_ACTIVITY_:
Your output should consist solely of the lines from the one with "Exercise. Point out the forehead" through the end of the records, reproduced exactly, both ends included.
MATERIAL PROVIDED Block Start
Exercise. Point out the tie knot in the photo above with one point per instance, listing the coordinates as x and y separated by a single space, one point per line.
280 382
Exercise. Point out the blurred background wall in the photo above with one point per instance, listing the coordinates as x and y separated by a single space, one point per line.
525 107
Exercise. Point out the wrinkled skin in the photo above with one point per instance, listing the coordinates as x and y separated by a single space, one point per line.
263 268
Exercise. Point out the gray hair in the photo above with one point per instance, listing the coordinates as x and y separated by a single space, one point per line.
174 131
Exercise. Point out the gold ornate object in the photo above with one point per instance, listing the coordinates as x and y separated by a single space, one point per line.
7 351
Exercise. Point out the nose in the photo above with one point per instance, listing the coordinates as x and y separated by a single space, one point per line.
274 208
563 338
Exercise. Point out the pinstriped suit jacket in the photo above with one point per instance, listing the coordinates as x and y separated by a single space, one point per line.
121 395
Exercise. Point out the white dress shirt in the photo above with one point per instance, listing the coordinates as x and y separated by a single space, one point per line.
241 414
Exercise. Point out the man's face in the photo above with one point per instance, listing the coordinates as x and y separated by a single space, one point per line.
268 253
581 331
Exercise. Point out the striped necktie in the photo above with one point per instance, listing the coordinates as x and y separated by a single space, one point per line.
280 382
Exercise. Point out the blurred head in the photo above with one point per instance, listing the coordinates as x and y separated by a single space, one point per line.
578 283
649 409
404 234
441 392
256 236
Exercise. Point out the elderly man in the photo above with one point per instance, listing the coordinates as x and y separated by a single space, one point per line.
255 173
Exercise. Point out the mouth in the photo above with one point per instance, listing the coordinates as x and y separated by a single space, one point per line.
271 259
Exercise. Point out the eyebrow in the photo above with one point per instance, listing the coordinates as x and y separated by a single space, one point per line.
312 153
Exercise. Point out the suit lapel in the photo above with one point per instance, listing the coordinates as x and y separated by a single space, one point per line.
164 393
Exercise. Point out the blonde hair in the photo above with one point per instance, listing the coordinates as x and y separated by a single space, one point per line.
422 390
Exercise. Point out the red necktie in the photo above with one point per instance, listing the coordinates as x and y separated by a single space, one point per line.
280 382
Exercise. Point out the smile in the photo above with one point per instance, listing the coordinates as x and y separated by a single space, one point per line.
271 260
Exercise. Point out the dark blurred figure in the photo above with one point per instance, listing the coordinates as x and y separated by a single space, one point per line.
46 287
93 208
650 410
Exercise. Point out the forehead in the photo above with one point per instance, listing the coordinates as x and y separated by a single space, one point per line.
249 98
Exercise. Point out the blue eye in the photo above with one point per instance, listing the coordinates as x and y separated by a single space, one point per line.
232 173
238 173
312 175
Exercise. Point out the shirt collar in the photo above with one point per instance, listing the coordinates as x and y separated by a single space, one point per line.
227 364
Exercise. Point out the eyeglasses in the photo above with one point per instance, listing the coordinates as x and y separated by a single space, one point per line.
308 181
MATERIAL PROVIDED Block End
_RESULT OF THE TASK_:
Exercise. Point out the forehead in the photo above with one point per instance, listing the coordinates as x and y separated by a single space, one point per line.
249 98
Exercise. Point out the blue eye in the photo above with one point per instance, listing the coordinates as x and y separated by a single space, one point per line.
232 173
238 173
312 175
Exercise. Point out the shirt collar in the photo above with one point per instance, listing the coordinates as x and y separated by a single space, one point per line.
227 364
Exercise. Point out the eyeglasses in the photo above with one point per instance, listing the coordinates as x and y separated by a single space, one point per line.
308 181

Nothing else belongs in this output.